> Task instructions: Convert the lines, beginning with the line containing "The goal in" and ending with the line containing "positive clicks: (929, 571)", into a JSON list of strings with one string per line, omitting any blank lines.

> Given data:
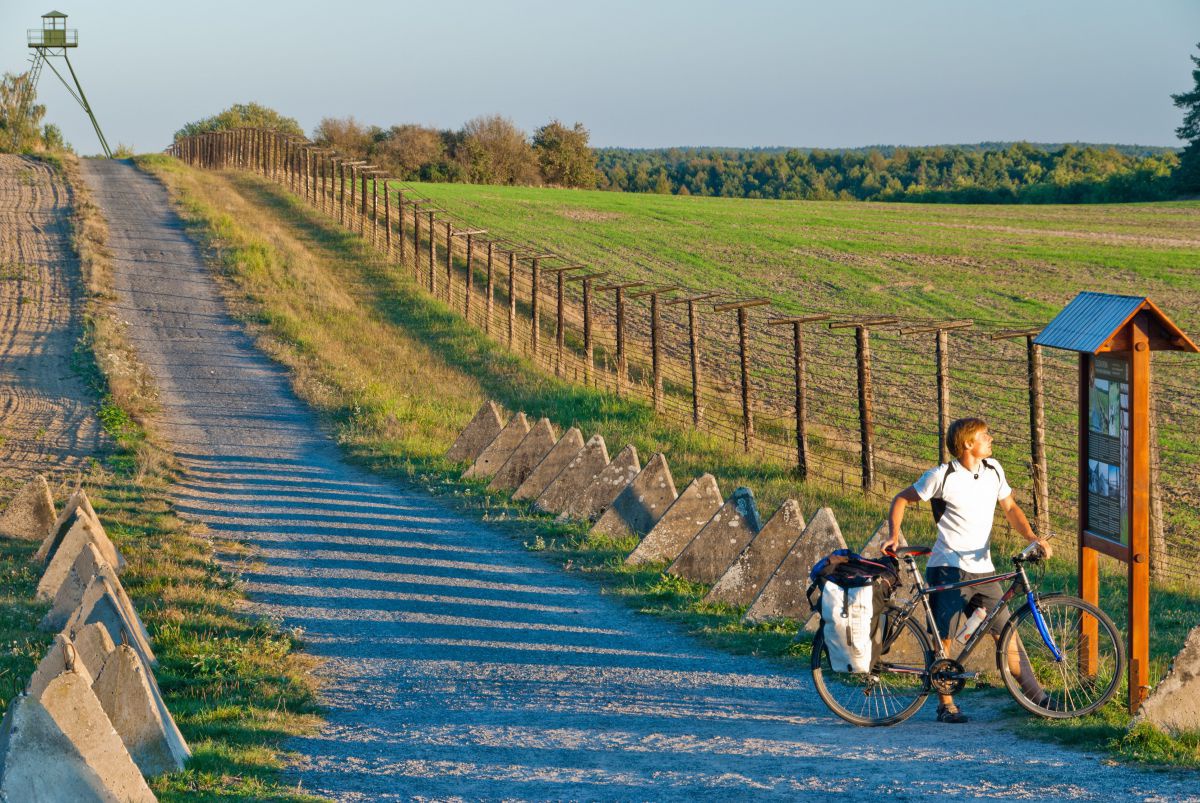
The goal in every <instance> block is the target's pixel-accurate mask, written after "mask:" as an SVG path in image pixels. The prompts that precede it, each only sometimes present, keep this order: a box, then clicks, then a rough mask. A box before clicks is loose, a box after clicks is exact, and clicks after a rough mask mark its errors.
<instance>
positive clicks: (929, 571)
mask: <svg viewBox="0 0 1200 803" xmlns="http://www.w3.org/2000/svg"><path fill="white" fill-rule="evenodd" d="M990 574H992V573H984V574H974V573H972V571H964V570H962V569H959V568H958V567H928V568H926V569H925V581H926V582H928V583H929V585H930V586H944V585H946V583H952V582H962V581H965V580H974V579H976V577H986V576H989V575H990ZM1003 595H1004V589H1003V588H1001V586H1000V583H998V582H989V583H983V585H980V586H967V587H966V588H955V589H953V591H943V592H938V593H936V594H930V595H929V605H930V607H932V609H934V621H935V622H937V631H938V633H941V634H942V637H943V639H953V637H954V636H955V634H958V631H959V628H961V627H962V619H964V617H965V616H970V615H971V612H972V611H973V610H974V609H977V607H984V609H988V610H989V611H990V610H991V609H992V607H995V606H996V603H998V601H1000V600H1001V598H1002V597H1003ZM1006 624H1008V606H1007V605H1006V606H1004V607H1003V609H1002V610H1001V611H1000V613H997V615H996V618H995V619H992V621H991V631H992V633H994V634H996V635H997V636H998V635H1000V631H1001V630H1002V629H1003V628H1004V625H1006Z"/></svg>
--
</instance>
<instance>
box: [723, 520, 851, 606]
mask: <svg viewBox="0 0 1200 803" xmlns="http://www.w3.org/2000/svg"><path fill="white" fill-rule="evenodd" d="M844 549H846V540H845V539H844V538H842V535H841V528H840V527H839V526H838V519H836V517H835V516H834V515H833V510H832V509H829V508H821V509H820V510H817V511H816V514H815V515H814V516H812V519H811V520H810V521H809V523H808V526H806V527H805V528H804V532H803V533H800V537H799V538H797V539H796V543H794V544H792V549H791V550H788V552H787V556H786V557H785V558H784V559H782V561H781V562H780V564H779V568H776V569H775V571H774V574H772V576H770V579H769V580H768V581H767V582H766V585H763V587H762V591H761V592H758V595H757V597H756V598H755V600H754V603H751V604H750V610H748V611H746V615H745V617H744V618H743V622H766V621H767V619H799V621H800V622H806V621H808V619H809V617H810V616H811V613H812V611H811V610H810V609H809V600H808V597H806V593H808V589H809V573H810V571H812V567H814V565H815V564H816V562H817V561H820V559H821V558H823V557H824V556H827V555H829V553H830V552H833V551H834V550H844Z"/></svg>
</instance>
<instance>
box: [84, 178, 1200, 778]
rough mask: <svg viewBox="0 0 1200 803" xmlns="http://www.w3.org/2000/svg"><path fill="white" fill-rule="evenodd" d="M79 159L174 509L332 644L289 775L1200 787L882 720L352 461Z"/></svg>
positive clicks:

> Task solution:
[
  "The goal in every <instance> block is the target's pixel-accurate mask, written after \"mask:\" as an SVG path in image pixels. The prompts that precede it, each only sometimes present, keep this order: a box, then clicks, then a rough mask. A box before clicks is loose, a box after clicks is exact, and clicks after a rough mask mark its errors.",
  "<instance>",
  "positive clicks: (929, 571)"
]